**Description of the task:** Rewrite the entries below, swapping "place a pin on" for "mark" wherever it occurs and keeping everything else the same. Leave the pictures out.

**Task input:**

------------------------

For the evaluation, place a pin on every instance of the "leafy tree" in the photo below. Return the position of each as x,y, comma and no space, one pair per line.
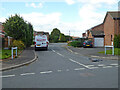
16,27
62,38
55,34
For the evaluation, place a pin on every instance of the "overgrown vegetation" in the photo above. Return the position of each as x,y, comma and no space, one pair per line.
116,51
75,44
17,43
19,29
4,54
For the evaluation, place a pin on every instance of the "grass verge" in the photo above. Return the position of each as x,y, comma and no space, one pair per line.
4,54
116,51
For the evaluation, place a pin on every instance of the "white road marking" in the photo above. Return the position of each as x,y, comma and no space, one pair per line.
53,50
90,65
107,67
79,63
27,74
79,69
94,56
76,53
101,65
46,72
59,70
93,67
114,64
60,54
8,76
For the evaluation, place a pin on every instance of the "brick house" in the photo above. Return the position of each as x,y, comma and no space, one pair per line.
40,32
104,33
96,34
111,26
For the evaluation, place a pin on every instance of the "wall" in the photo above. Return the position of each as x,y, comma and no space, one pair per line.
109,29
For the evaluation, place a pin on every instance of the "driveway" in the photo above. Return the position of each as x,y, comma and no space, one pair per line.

------------------------

**Expected answer:**
For the evaluation, mark every instance of the "leafy tree" in the photo below. Return the position of each as x,y, comma and no space, one pair per line.
16,27
62,38
55,34
For the evaluation, mark every instance of the "overgrown vegetation" in the photo above. Return the position of each as x,y, comma and no space, one pair per line.
116,51
75,44
17,43
19,29
4,54
For the evaluation, mark every instance of the "grass verge" in the photo above. Return the position of each as x,y, comma and no space, one pair per line.
4,54
116,51
For the evaluation, mark every instance of the "white road marking" in the photo above. Return the position of each as x,y, comma and no space, one pair per line.
53,50
90,65
107,67
79,63
27,74
79,69
94,56
76,53
101,65
46,72
59,70
93,67
114,64
60,54
8,76
For the evaluation, mark every instance of the "brick house" in the photo above. Return the position of each as x,y, comma and no space, one pair per line.
40,32
104,33
96,34
111,26
For the evaluation, mark every instance of the "wall" in the photo above. Return the position of each as x,y, comma and no space, one pair per line.
109,29
For the evaluation, mark every instance of the "driveway" in the photo above. Return the position of each as x,y, comma and no space, one pair per line.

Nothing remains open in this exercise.